** START OF RECORDS FOR THIS EXERCISE **

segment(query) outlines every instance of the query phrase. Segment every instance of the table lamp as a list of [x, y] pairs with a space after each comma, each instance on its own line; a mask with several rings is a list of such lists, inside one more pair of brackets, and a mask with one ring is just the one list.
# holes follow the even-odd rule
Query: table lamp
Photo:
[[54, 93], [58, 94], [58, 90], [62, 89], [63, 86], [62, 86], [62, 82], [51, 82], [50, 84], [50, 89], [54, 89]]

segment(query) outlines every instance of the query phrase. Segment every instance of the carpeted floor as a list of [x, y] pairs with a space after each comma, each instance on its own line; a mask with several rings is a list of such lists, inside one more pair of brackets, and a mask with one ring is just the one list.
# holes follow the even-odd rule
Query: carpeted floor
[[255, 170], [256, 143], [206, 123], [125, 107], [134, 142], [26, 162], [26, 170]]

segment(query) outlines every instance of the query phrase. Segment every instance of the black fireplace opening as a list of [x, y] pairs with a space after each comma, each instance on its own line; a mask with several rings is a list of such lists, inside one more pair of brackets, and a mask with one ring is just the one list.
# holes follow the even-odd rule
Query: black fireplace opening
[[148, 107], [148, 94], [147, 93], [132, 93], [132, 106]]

** END OF RECORDS FOR THIS EXERCISE **

PROBLEM DETAILS: Reproduce in full the stretch from the line containing "of the black" through the end of the items, shifting every coordinate in the answer outlines by -141.

RESULT:
segment(query) outlines every instance of the query phrase. Segment every instance of the black fireplace opening as a list of [x, y] pairs with a space after each comma, each instance on its own line; a mask with several rings is a list of such lists, inside one more pair of brackets, and a mask with one ring is just the one list.
# holes follow the even-odd rule
Query: black fireplace opening
[[7, -34], [7, -47], [6, -48], [-9, -48], [-9, -35]]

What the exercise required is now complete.